Exercise: Format the material below as a numbered list with one line per item, leaving out any blank lines.

Records for the exercise:
Begin

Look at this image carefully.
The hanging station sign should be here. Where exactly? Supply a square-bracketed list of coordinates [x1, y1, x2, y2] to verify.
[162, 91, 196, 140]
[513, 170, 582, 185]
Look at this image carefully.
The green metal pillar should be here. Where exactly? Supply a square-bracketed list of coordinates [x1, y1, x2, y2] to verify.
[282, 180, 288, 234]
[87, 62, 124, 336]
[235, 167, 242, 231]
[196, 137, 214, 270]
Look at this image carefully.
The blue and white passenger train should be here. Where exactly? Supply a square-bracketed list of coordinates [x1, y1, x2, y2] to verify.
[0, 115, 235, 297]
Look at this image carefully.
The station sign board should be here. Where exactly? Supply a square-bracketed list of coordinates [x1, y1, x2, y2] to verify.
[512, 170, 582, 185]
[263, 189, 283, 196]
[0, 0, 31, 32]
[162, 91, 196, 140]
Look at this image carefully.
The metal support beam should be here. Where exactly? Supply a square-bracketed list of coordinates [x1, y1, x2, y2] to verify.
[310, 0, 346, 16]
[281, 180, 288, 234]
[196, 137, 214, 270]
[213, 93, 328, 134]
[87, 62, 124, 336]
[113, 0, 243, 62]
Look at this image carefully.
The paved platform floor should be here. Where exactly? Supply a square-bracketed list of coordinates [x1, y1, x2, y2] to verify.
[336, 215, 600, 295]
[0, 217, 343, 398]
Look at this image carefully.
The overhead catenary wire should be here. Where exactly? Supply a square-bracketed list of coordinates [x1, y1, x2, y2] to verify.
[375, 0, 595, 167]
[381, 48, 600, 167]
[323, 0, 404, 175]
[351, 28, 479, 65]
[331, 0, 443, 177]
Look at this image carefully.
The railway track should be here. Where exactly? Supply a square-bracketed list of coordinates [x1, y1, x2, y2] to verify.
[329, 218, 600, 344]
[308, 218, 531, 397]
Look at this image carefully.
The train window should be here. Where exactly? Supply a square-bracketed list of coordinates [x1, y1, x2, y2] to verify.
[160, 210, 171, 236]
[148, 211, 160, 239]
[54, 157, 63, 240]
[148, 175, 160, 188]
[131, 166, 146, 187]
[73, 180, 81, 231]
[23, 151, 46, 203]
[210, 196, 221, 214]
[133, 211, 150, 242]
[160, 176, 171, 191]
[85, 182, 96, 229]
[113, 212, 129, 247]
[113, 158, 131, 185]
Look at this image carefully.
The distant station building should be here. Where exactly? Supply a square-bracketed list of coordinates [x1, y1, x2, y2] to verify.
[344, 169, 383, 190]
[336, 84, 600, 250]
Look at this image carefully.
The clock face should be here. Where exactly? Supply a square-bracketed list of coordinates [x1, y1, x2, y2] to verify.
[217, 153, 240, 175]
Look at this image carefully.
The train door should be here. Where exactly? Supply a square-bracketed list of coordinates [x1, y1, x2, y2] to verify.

End

Exercise result:
1. Look at this image carefully.
2. The hanging station sign should be here. Where exactly? Supply a square-bracketed list of coordinates [x1, y1, x2, y2] to verify.
3. [162, 91, 196, 140]
4. [513, 170, 582, 185]
5. Look at this image carefully.
6. The green metal pillar should be here. Where exactly? Supply a square-bracketed list of coordinates [x1, y1, x2, y2] to verify.
7. [282, 180, 288, 234]
8. [87, 62, 124, 336]
9. [235, 167, 242, 231]
10. [196, 137, 214, 270]
11. Look at this image carefully.
12. The blue and white passenger train should be here. Where exactly? Supply a square-bracketed list of coordinates [x1, y1, x2, y2] to verify.
13. [0, 115, 235, 297]
14. Look at this image carefully.
15. The station sign board should be here. Where exactly? Supply a square-bracketed list of coordinates [x1, y1, x2, y2] to verify.
16. [512, 170, 582, 185]
17. [263, 189, 283, 196]
18. [0, 0, 31, 32]
19. [162, 91, 196, 140]
20. Look at this image carefully.
21. The metal support beam should be here. Where exactly? Supply a square-bracketed list of coordinates [x1, y1, x2, y2] to verify.
22. [310, 0, 346, 16]
23. [281, 180, 288, 234]
24. [196, 137, 214, 270]
25. [213, 93, 328, 134]
26. [87, 62, 124, 336]
27. [113, 0, 243, 62]
28. Look at this image carefully.
29. The paved platform floor should be here. Where exactly? Supply a square-bracketed list of coordinates [x1, y1, x2, y2] to verify.
30. [336, 215, 600, 295]
31. [0, 217, 343, 398]
32. Look at this image carefully.
33. The overhead catenary wire should be here. Where exactly? Supply a square-bracketed list of coordinates [x1, y1, x2, y2] to verify.
34. [375, 0, 595, 167]
35. [381, 48, 600, 167]
36. [323, 0, 404, 175]
37. [351, 28, 479, 65]
38. [331, 0, 443, 177]
39. Look at this image carefully.
40. The railway track should be here. Where exactly? Supply a square-bracketed list of coordinates [x1, y1, x2, y2] to verify.
41. [329, 218, 600, 344]
42. [308, 218, 531, 397]
43. Look at this image carefully.
44. The train window should be here. Where exactly? Supply a square-bracketed list of coordinates [x1, y1, x2, y2] to verify.
45. [160, 210, 171, 236]
46. [148, 211, 160, 239]
47. [54, 157, 63, 240]
48. [148, 175, 160, 188]
49. [131, 166, 146, 187]
50. [73, 180, 81, 231]
51. [23, 151, 46, 203]
52. [210, 196, 221, 214]
53. [133, 211, 150, 242]
54. [160, 176, 171, 191]
55. [85, 182, 96, 229]
56. [113, 212, 129, 247]
57. [113, 158, 131, 185]
58. Look at this image carefully.
59. The distant station building should be here. Where exactly? Supply a square-bracketed list of coordinates [x1, y1, x2, y2] to verify.
60. [344, 169, 383, 190]
61. [336, 84, 600, 250]
62. Look at this image carefully.
63. The clock face should be here. Where exactly? Supply a square-bracketed list of coordinates [x1, y1, x2, y2] to verify.
64. [217, 153, 240, 175]
65. Look at this image carefully.
66. The train door should be here. Where exactly? Supply a square-bracketed list of coordinates [x1, y1, x2, y2] to verify.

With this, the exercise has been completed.